Pull out each line of the data below that contains the string "building", and copy those lines without changes.

[Start Record extracts]

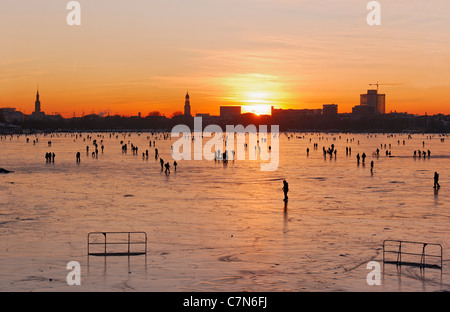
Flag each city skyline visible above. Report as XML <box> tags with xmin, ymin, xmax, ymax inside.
<box><xmin>0</xmin><ymin>0</ymin><xmax>450</xmax><ymax>117</ymax></box>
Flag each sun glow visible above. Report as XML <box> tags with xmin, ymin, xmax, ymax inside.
<box><xmin>242</xmin><ymin>104</ymin><xmax>272</xmax><ymax>116</ymax></box>
<box><xmin>242</xmin><ymin>92</ymin><xmax>272</xmax><ymax>116</ymax></box>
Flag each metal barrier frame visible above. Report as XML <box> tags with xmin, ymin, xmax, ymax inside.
<box><xmin>383</xmin><ymin>239</ymin><xmax>442</xmax><ymax>270</ymax></box>
<box><xmin>87</xmin><ymin>232</ymin><xmax>147</xmax><ymax>257</ymax></box>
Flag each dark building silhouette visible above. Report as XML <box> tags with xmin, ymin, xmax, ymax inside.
<box><xmin>184</xmin><ymin>92</ymin><xmax>192</xmax><ymax>117</ymax></box>
<box><xmin>352</xmin><ymin>90</ymin><xmax>386</xmax><ymax>116</ymax></box>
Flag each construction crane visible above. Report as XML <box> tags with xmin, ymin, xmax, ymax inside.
<box><xmin>369</xmin><ymin>81</ymin><xmax>402</xmax><ymax>92</ymax></box>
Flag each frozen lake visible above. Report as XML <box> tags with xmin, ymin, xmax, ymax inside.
<box><xmin>0</xmin><ymin>132</ymin><xmax>450</xmax><ymax>292</ymax></box>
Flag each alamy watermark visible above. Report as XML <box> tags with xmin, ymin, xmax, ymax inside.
<box><xmin>366</xmin><ymin>261</ymin><xmax>381</xmax><ymax>286</ymax></box>
<box><xmin>171</xmin><ymin>117</ymin><xmax>280</xmax><ymax>171</ymax></box>
<box><xmin>66</xmin><ymin>261</ymin><xmax>81</xmax><ymax>286</ymax></box>
<box><xmin>66</xmin><ymin>1</ymin><xmax>381</xmax><ymax>26</ymax></box>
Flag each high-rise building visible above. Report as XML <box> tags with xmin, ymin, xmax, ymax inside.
<box><xmin>352</xmin><ymin>90</ymin><xmax>386</xmax><ymax>115</ymax></box>
<box><xmin>34</xmin><ymin>89</ymin><xmax>41</xmax><ymax>115</ymax></box>
<box><xmin>184</xmin><ymin>92</ymin><xmax>192</xmax><ymax>117</ymax></box>
<box><xmin>220</xmin><ymin>106</ymin><xmax>241</xmax><ymax>117</ymax></box>
<box><xmin>359</xmin><ymin>90</ymin><xmax>386</xmax><ymax>114</ymax></box>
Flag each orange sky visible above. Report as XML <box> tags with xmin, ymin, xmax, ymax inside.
<box><xmin>0</xmin><ymin>0</ymin><xmax>450</xmax><ymax>117</ymax></box>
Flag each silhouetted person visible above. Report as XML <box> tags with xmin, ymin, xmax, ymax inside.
<box><xmin>164</xmin><ymin>163</ymin><xmax>170</xmax><ymax>174</ymax></box>
<box><xmin>434</xmin><ymin>172</ymin><xmax>441</xmax><ymax>188</ymax></box>
<box><xmin>283</xmin><ymin>180</ymin><xmax>289</xmax><ymax>201</ymax></box>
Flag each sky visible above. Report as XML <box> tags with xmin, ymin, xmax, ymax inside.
<box><xmin>0</xmin><ymin>0</ymin><xmax>450</xmax><ymax>117</ymax></box>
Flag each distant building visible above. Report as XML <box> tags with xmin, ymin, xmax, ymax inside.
<box><xmin>0</xmin><ymin>107</ymin><xmax>24</xmax><ymax>123</ymax></box>
<box><xmin>271</xmin><ymin>106</ymin><xmax>322</xmax><ymax>119</ymax></box>
<box><xmin>184</xmin><ymin>92</ymin><xmax>192</xmax><ymax>117</ymax></box>
<box><xmin>34</xmin><ymin>89</ymin><xmax>41</xmax><ymax>115</ymax></box>
<box><xmin>352</xmin><ymin>90</ymin><xmax>386</xmax><ymax>115</ymax></box>
<box><xmin>322</xmin><ymin>104</ymin><xmax>338</xmax><ymax>117</ymax></box>
<box><xmin>220</xmin><ymin>106</ymin><xmax>241</xmax><ymax>117</ymax></box>
<box><xmin>195</xmin><ymin>113</ymin><xmax>211</xmax><ymax>118</ymax></box>
<box><xmin>31</xmin><ymin>89</ymin><xmax>45</xmax><ymax>118</ymax></box>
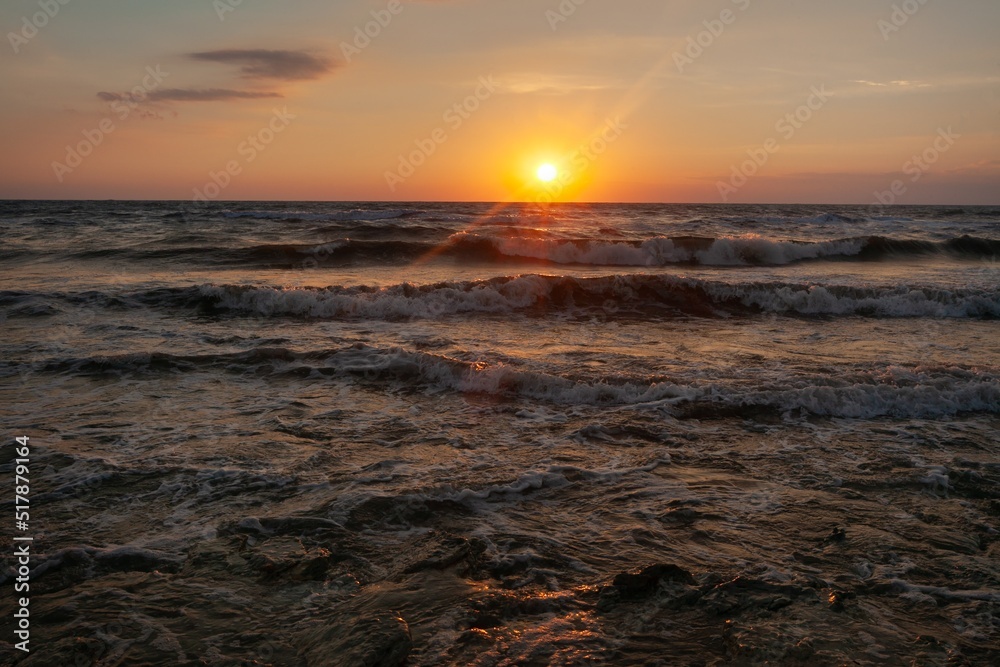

[End Record extracts]

Task result —
Flag each dark building silhouette visible above. Report as XML <box> tags with xmin, ymin, xmax, ymax inside.
Flag each high-rise building visible above. Report as XML <box> tags with xmin, ymin, xmax, ymax inside.
Flag each distant building visible above. Report as XML <box> tags with xmin, ymin, xmax, ymax inside.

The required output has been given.